*** Records shown ***
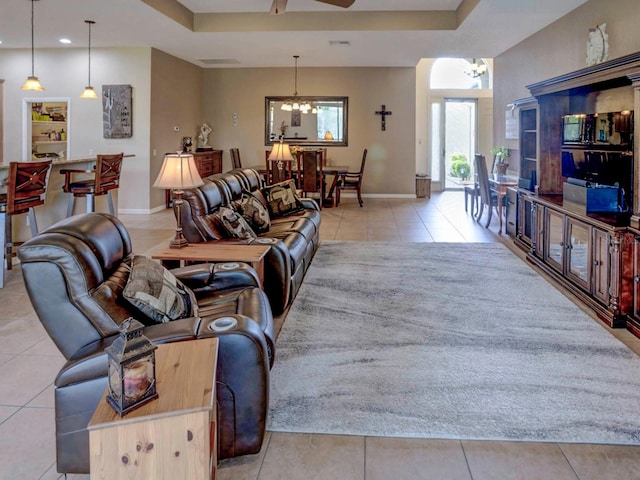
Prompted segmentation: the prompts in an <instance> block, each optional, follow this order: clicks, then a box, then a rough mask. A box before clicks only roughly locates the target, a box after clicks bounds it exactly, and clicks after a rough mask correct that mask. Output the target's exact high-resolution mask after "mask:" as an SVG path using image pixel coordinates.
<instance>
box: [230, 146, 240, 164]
mask: <svg viewBox="0 0 640 480" xmlns="http://www.w3.org/2000/svg"><path fill="white" fill-rule="evenodd" d="M229 152H230V153H231V163H232V165H233V168H242V162H241V161H240V149H239V148H232V149H230V150H229Z"/></svg>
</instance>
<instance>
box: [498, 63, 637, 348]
mask: <svg viewBox="0 0 640 480" xmlns="http://www.w3.org/2000/svg"><path fill="white" fill-rule="evenodd" d="M527 88H528V89H529V92H530V93H531V97H530V98H527V99H523V100H519V101H516V102H514V103H515V106H516V107H517V108H518V110H519V121H520V124H519V139H520V184H519V187H518V188H514V189H512V190H511V192H509V195H508V196H509V198H511V199H512V201H513V199H515V201H516V209H515V212H516V219H515V228H512V230H511V233H512V234H513V233H515V235H514V237H515V243H516V244H517V245H518V246H519V247H521V248H522V249H523V250H525V251H526V252H527V259H528V260H529V261H531V262H532V263H533V264H535V265H537V266H538V267H540V268H541V269H542V270H543V271H545V272H546V273H548V274H549V275H551V276H552V277H553V278H555V279H556V280H557V281H559V282H560V283H561V284H562V285H563V286H564V287H566V288H567V289H568V290H569V291H571V292H572V293H573V294H575V295H576V296H577V297H578V298H579V299H580V300H581V301H582V302H583V303H584V304H585V305H586V306H588V307H589V308H591V309H592V310H593V311H594V312H595V313H596V314H597V315H598V317H599V318H600V319H602V320H603V321H604V322H605V323H606V324H607V325H609V326H611V327H627V328H628V329H629V330H631V331H632V332H633V333H634V334H635V335H636V336H638V337H640V195H639V193H640V192H639V188H638V185H639V183H640V174H639V171H640V168H639V167H640V162H639V161H638V158H639V157H638V152H639V146H638V142H637V141H634V140H636V139H637V138H639V137H638V133H639V127H638V122H634V121H633V114H634V112H636V113H637V112H640V52H638V53H635V54H632V55H628V56H625V57H621V58H617V59H614V60H610V61H607V62H603V63H600V64H597V65H593V66H590V67H587V68H584V69H581V70H578V71H575V72H571V73H568V74H565V75H561V76H558V77H554V78H551V79H548V80H545V81H542V82H538V83H535V84H532V85H529V86H527ZM598 112H609V113H606V114H600V116H599V114H598ZM613 112H615V113H613ZM572 117H575V120H574V119H572ZM625 129H626V130H625ZM574 155H575V156H576V157H577V158H579V161H576V162H575V163H573V157H574ZM592 158H597V159H602V160H601V162H602V163H601V164H597V165H596V164H592V163H590V162H593V160H591V159H592ZM620 158H621V159H622V160H621V161H620V163H614V162H615V161H617V159H620ZM576 165H578V166H579V168H578V167H576V168H575V169H573V168H574V167H575V166H576ZM589 165H591V167H592V168H591V170H592V175H593V176H587V175H586V174H585V172H587V170H588V166H589ZM594 165H596V166H595V167H594ZM623 167H624V168H623ZM605 168H606V169H608V170H607V171H605ZM569 172H570V173H569ZM574 172H578V173H577V174H576V175H577V176H578V177H580V175H582V176H581V177H580V178H577V179H574V178H570V177H568V176H567V175H571V176H573V173H574ZM598 175H600V177H598ZM604 179H606V181H603V180H604ZM601 181H602V182H601ZM599 183H602V185H600V184H599ZM576 184H577V186H576ZM567 185H569V186H567ZM585 188H589V190H584V189H585ZM598 189H600V190H598ZM606 189H609V190H610V191H613V192H618V193H617V197H616V200H617V201H618V203H613V204H611V203H610V204H606V203H605V205H606V206H605V208H600V207H598V208H600V209H599V210H598V211H595V210H589V208H588V207H587V205H589V201H588V200H587V201H586V202H585V205H582V204H581V201H576V199H575V198H574V197H575V196H577V197H578V199H579V200H581V198H580V197H581V196H586V194H591V197H592V198H594V199H596V200H597V198H596V197H599V195H596V194H606V193H607V191H606ZM574 193H577V195H574ZM625 196H626V197H625ZM603 198H604V197H603ZM607 205H610V207H609V206H607ZM600 210H607V211H600ZM507 222H508V223H509V218H508V219H507Z"/></svg>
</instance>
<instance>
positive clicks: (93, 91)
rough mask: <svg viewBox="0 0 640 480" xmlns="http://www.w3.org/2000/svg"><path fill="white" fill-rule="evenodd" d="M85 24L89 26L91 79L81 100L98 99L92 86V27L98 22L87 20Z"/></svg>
mask: <svg viewBox="0 0 640 480" xmlns="http://www.w3.org/2000/svg"><path fill="white" fill-rule="evenodd" d="M84 23H86V24H87V25H89V77H88V81H87V84H88V85H87V86H86V87H85V89H84V92H82V95H80V98H98V94H97V93H96V91H95V90H94V89H93V87H92V86H91V25H93V24H94V23H96V22H94V21H93V20H85V21H84Z"/></svg>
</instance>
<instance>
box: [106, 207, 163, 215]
mask: <svg viewBox="0 0 640 480" xmlns="http://www.w3.org/2000/svg"><path fill="white" fill-rule="evenodd" d="M166 209H167V207H165V206H164V205H160V206H159V207H155V208H152V209H148V208H145V209H141V208H123V209H118V214H122V215H150V214H152V213H158V212H161V211H163V210H166Z"/></svg>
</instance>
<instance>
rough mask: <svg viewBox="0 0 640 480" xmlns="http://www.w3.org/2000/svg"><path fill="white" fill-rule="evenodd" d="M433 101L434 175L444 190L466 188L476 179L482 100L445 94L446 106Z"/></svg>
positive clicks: (433, 157)
mask: <svg viewBox="0 0 640 480" xmlns="http://www.w3.org/2000/svg"><path fill="white" fill-rule="evenodd" d="M438 107H439V106H438V105H436V104H433V105H432V109H431V120H432V124H431V125H432V140H433V141H432V155H433V158H434V160H435V159H436V158H437V159H438V161H437V162H436V161H434V162H432V170H431V178H433V179H434V181H435V182H437V183H439V184H440V185H441V189H442V190H454V189H462V188H464V186H465V185H468V184H470V183H472V182H473V174H474V172H473V156H474V155H475V152H476V151H477V145H478V134H477V125H478V122H477V117H478V115H477V112H478V102H477V100H476V99H469V98H445V99H444V108H442V109H441V108H438Z"/></svg>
*** End of Records shown ***
Your instructions »
With the pictures omitted, the material is to be transcribed exactly.

Answer for this exercise »
Prompted segmentation: the prompts in an <instance> block, each optional, follow this order: clicks, then a box, then a rough mask. A box before clicks only roughly locates the target, a box after clicks bounds it exactly, and clicks after a rough mask correct that mask. Output the target's exact high-resolution mask after "mask:" as an SVG path using image pixel coordinates.
<instance>
box: [230, 146, 240, 164]
mask: <svg viewBox="0 0 640 480" xmlns="http://www.w3.org/2000/svg"><path fill="white" fill-rule="evenodd" d="M229 152H230V153H231V163H232V165H233V168H242V162H241V161H240V149H239V148H232V149H230V150H229Z"/></svg>
</instance>
<instance>
box: [498, 63, 637, 348]
mask: <svg viewBox="0 0 640 480" xmlns="http://www.w3.org/2000/svg"><path fill="white" fill-rule="evenodd" d="M527 88H528V89H529V92H530V93H531V97H530V98H527V99H523V100H519V101H516V102H514V103H515V106H516V107H517V108H518V110H519V121H520V124H519V139H520V184H519V187H518V188H514V189H512V190H511V192H509V195H508V196H509V198H511V199H512V201H513V199H515V201H516V209H515V212H516V219H515V228H512V230H511V233H512V234H513V233H515V235H514V237H515V243H516V244H517V245H518V246H519V247H521V248H522V249H523V250H525V251H526V252H527V259H528V260H529V261H531V262H532V263H533V264H535V265H537V266H538V267H540V268H541V269H542V270H543V271H545V272H546V273H548V274H549V275H551V276H552V277H553V278H555V279H556V280H557V281H559V282H560V283H561V284H562V285H563V286H564V287H566V288H567V289H568V290H569V291H571V292H572V293H573V294H575V295H576V296H577V297H578V298H579V299H580V300H581V301H582V302H583V303H584V304H585V305H586V306H588V307H589V308H591V309H592V310H593V311H594V312H595V313H596V314H597V315H598V317H599V318H600V319H602V320H603V321H604V322H605V323H606V324H607V325H609V326H611V327H627V328H628V329H629V330H631V331H632V332H633V333H634V334H635V335H636V336H638V337H640V195H639V193H640V192H639V188H638V185H639V183H640V174H639V171H640V168H639V167H640V162H639V161H638V158H639V157H638V152H639V146H638V142H637V141H634V140H636V139H637V138H639V137H638V133H639V127H638V122H634V121H633V114H634V112H636V113H637V112H640V52H638V53H635V54H632V55H628V56H625V57H621V58H617V59H614V60H610V61H607V62H603V63H600V64H597V65H593V66H590V67H587V68H584V69H581V70H578V71H575V72H571V73H568V74H565V75H561V76H558V77H554V78H551V79H548V80H545V81H542V82H538V83H535V84H532V85H529V86H527ZM598 112H609V113H606V114H600V116H599V114H598ZM613 112H615V113H613ZM572 117H575V120H574V119H572ZM625 129H626V130H625ZM574 155H575V156H576V157H577V158H579V161H576V162H575V163H573V157H574ZM592 158H597V159H602V160H601V162H602V163H601V164H597V165H596V164H592V163H590V162H593V160H591V159H592ZM620 158H621V159H622V160H621V161H620V163H614V162H615V161H617V159H620ZM576 165H578V166H579V168H578V167H576V168H575V169H573V168H574V167H575V166H576ZM589 165H591V167H592V168H591V170H592V175H593V176H587V175H586V174H585V172H587V170H588V166H589ZM594 165H596V166H595V167H594ZM623 167H624V168H623ZM605 168H606V169H608V170H607V171H605ZM569 172H570V173H569ZM574 172H578V173H577V174H576V175H577V176H578V177H580V175H582V176H581V177H580V178H577V179H574V178H570V177H568V176H567V175H571V176H573V173H574ZM598 175H600V177H598ZM604 179H606V181H603V180H604ZM601 181H602V182H601ZM599 183H602V185H600V184H599ZM576 184H577V186H576ZM567 185H569V186H567ZM585 188H589V190H584V189H585ZM598 189H600V190H598ZM606 189H609V190H610V191H613V192H618V193H617V197H616V200H617V201H618V203H613V204H611V203H610V204H606V203H605V205H606V206H605V208H600V207H598V208H600V209H599V210H598V211H595V210H589V208H588V207H587V205H589V201H588V200H587V201H586V202H585V205H582V204H581V201H576V199H575V198H574V197H575V196H577V197H578V199H579V200H581V198H580V197H581V196H586V194H591V197H592V198H594V199H596V200H597V198H596V197H599V195H596V194H606V193H607V191H606ZM574 193H577V195H574ZM625 196H626V197H625ZM603 198H604V197H603ZM607 205H610V207H609V206H607ZM600 210H607V211H600ZM507 222H508V223H509V218H508V219H507Z"/></svg>
</instance>
<instance>
positive clicks: (93, 91)
rough mask: <svg viewBox="0 0 640 480" xmlns="http://www.w3.org/2000/svg"><path fill="white" fill-rule="evenodd" d="M85 24L89 26L91 79L81 100L98 99L92 86V27L98 22L87 20Z"/></svg>
mask: <svg viewBox="0 0 640 480" xmlns="http://www.w3.org/2000/svg"><path fill="white" fill-rule="evenodd" d="M84 23H86V24H87V25H89V77H88V81H87V84H88V85H87V86H86V87H85V89H84V92H82V95H80V98H98V94H97V93H96V91H95V90H94V89H93V87H92V86H91V25H93V24H94V23H96V22H94V21H93V20H85V21H84Z"/></svg>
</instance>
<instance>
box: [106, 207, 163, 215]
mask: <svg viewBox="0 0 640 480" xmlns="http://www.w3.org/2000/svg"><path fill="white" fill-rule="evenodd" d="M166 209H167V207H165V206H164V205H160V206H159V207H155V208H152V209H148V208H145V209H141V208H123V209H118V214H122V215H150V214H152V213H158V212H161V211H163V210H166Z"/></svg>
</instance>
<instance>
rough mask: <svg viewBox="0 0 640 480" xmlns="http://www.w3.org/2000/svg"><path fill="white" fill-rule="evenodd" d="M433 101L434 175L444 190L466 188L476 179L482 100L445 94L446 106Z"/></svg>
positive clicks: (433, 157)
mask: <svg viewBox="0 0 640 480" xmlns="http://www.w3.org/2000/svg"><path fill="white" fill-rule="evenodd" d="M438 107H439V106H438V105H436V104H433V105H432V109H431V120H432V124H431V125H432V140H433V141H432V155H433V158H434V160H435V159H436V158H437V159H438V161H437V162H436V161H434V162H432V170H431V178H433V179H434V181H435V182H437V183H439V184H440V185H441V189H442V190H454V189H462V188H464V186H465V185H468V184H470V183H472V182H473V174H474V172H473V156H474V155H475V152H476V151H477V145H478V134H477V125H478V122H477V117H478V115H477V112H478V102H477V100H476V99H469V98H445V99H444V108H442V109H441V108H438Z"/></svg>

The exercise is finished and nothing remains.